Work task ->
Pick up the article on the sea anemone toxin APETx1 below and continue it from the end of its last sentence.

Document passage ->
--*--

Identifiers
- Organism: Anthopleura elegantissima
- Symbol: N/A
- PDB: 1WQK
- RefSeq (Prot): P61541.1
- UniProt: P61541

Search for
- Structures: Swiss-model
- Domains: InterPro

= APETx1 =

Peptide toxin from the venom of the aggregating anemone

APETx1 is a peptide toxin from the venom of the sea anemone Anthopleura elegantissima. The toxin acts as a gating modifier on the human ether-à-go-go-related gene (hERG) channel, a type of voltage-gated potassium channel, and as a blocker of voltage-gated sodium channels, including Nav1.2 and Nav1.8.

== Sources ==
APETx1 is a peptide toxin purified from the venom of the sea anemone Anthopleura elegantissima, which produces multiple toxins.

== Chemistry ==
APETx1 is a 42-amino acid basic peptide toxin with an isoelectric point of 9.28. The peptide contains three disulfide bridges, and it has a molecular mass of 4,551.99 Da. Furthermore, the secondary structure of the peptide consists of four-stranded anti-parallel beta-sheets. Through its folding pattern, APETx1 is classified as a member of the Defensin family.

--*--

Data listing ->
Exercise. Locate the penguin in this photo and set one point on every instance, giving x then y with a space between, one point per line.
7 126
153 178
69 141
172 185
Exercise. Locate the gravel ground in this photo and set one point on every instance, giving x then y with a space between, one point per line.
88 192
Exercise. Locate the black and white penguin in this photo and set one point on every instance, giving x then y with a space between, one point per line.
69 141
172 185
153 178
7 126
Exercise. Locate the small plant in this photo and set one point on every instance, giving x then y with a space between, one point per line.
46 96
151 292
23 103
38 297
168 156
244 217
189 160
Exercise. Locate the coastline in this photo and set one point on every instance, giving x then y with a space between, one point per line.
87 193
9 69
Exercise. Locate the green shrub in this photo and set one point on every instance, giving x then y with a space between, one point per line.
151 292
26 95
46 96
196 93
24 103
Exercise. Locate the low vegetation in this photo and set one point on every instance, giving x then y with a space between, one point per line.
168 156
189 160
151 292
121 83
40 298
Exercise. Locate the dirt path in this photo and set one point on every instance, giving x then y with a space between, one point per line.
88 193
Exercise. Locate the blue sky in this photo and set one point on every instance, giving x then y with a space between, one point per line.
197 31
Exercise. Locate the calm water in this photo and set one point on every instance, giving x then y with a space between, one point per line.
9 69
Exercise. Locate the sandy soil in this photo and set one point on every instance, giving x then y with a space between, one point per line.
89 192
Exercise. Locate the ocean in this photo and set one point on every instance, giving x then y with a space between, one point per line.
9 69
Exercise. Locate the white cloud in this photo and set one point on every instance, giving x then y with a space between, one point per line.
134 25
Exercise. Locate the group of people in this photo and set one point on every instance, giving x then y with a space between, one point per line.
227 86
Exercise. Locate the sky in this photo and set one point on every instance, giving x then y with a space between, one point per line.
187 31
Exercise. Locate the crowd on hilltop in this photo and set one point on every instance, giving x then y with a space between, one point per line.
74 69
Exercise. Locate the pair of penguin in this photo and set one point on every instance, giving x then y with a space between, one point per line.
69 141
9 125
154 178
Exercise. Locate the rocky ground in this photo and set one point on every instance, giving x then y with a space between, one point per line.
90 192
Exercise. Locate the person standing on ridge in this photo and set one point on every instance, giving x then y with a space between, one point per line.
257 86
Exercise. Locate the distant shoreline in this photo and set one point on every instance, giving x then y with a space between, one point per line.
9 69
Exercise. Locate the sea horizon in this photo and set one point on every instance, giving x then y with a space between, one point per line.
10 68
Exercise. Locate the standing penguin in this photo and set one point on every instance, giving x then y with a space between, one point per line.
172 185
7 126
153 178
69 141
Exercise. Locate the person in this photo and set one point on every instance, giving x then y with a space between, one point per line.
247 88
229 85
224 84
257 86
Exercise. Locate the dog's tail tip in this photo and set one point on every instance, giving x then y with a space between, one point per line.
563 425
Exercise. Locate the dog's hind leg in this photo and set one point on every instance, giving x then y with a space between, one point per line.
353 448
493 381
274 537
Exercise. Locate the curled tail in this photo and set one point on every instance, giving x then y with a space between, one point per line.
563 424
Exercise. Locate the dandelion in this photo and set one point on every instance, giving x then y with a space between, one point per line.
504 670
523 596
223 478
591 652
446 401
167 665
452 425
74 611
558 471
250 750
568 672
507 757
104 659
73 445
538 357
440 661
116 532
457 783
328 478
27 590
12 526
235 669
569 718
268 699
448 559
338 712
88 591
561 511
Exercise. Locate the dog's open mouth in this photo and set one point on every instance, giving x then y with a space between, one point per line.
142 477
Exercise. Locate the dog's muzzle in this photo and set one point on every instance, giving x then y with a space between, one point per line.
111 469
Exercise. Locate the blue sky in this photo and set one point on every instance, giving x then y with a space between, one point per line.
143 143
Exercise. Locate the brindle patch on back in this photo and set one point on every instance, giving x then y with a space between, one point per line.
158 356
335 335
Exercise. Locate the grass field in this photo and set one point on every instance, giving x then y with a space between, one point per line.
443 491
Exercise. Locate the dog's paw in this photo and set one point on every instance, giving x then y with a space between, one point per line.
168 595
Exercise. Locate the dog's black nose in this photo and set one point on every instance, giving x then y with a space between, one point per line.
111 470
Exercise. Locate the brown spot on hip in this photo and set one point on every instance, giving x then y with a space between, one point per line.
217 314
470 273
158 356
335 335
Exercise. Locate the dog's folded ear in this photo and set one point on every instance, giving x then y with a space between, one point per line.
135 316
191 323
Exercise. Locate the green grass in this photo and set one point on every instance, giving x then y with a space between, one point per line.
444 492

--*--

Answer space ->
APETx1 has an 88% homology with APETx4, another Anthopleura elegantissima toxin that targets hERG channels. Moreover, APETx1 has 54% sequence homology with BDS1, which is also produced by sea anemones and targets voltage-gated potassium channels as well. Furthermore, the secondary structure of APETx1 is similar to that of BDS1, yet differs by at least one beta-turn. The scorpion venom ErgTx also targets the hERG channel. However, ErgTx has only a 20% sequence homology with APETx1.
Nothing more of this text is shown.